**WORK TO DO**. Pick out every line below that contains the word "kayak" and copy each one. Case counts, so a match must have the same capital and small letters.

------------------------------------------------------------------------

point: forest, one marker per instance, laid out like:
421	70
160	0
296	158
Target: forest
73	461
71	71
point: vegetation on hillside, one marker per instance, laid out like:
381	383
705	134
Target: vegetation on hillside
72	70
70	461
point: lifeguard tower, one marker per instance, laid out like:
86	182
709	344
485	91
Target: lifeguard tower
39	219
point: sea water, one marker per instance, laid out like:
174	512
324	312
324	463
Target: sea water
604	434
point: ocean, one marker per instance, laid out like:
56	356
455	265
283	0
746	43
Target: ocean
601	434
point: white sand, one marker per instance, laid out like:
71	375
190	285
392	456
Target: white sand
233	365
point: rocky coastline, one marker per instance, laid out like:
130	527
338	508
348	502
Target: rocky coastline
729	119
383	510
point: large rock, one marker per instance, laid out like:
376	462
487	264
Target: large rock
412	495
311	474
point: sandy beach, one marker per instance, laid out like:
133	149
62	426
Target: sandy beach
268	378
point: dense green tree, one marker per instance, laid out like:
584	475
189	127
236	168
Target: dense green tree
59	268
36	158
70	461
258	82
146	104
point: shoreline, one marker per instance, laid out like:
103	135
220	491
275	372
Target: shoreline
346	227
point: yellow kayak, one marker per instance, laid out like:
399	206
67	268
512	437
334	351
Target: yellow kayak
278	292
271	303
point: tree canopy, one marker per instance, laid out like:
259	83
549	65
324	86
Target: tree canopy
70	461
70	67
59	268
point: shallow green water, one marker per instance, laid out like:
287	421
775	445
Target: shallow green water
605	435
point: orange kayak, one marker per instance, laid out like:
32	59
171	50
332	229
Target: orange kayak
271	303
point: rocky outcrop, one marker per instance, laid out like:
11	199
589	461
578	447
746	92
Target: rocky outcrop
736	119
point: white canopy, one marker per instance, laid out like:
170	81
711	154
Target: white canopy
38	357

------------------------------------------------------------------------

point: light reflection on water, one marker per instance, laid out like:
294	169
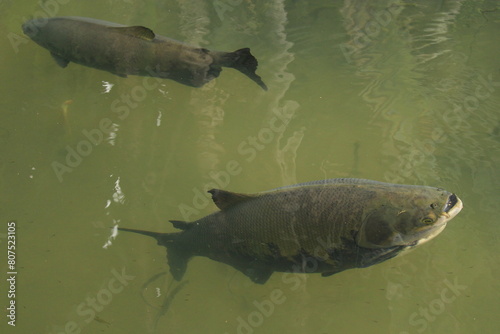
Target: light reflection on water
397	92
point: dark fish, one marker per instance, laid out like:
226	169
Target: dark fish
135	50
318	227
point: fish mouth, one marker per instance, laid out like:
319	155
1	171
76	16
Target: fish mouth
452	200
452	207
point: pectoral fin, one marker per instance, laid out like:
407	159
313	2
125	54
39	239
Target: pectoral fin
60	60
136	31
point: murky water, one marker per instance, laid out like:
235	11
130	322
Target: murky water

------------------------------------------------------------------------

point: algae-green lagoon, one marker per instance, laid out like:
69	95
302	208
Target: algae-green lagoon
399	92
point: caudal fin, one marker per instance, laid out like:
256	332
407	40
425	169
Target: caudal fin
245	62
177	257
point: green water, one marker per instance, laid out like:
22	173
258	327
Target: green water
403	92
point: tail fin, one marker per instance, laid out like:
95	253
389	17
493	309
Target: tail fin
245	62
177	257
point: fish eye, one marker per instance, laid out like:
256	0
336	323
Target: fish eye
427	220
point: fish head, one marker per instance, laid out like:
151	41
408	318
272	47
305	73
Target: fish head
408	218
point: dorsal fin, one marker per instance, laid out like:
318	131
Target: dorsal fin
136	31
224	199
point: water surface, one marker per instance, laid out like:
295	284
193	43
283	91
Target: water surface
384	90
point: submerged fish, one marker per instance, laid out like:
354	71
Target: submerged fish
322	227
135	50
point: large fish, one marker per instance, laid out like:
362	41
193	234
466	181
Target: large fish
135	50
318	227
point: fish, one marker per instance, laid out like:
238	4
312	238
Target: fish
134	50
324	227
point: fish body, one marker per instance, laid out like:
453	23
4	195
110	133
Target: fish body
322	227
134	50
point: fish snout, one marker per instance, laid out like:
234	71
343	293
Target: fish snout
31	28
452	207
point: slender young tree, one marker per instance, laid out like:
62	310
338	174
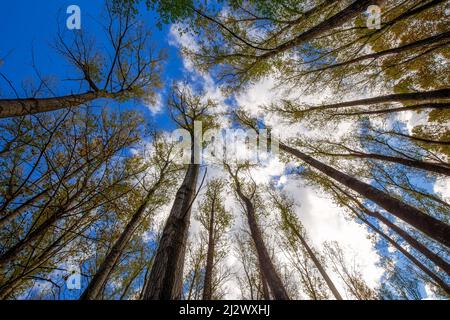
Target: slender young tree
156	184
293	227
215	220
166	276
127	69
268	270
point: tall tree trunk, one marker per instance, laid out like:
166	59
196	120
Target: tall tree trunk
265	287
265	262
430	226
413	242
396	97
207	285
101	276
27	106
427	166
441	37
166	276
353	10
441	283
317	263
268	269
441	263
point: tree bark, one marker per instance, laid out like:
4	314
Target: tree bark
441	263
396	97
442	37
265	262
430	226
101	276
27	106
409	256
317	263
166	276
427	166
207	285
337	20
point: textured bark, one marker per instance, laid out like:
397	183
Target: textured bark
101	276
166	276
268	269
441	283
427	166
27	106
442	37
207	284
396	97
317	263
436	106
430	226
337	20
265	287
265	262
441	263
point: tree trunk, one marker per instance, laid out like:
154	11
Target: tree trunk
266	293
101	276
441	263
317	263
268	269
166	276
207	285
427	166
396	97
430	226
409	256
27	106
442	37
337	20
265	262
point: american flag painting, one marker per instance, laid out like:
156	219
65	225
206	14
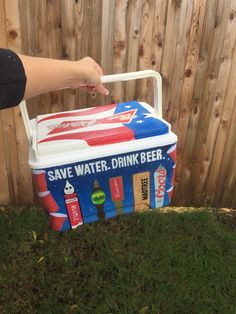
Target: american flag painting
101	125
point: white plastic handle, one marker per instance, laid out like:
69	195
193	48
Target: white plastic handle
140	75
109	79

------------------------------------------------------------------------

**SOLUTION**.
point: yellow kayak, one marker per instance, laid out like:
Target: yellow kayak
point: orange kayak, one marker per instance, laid out like:
Target: orange kayak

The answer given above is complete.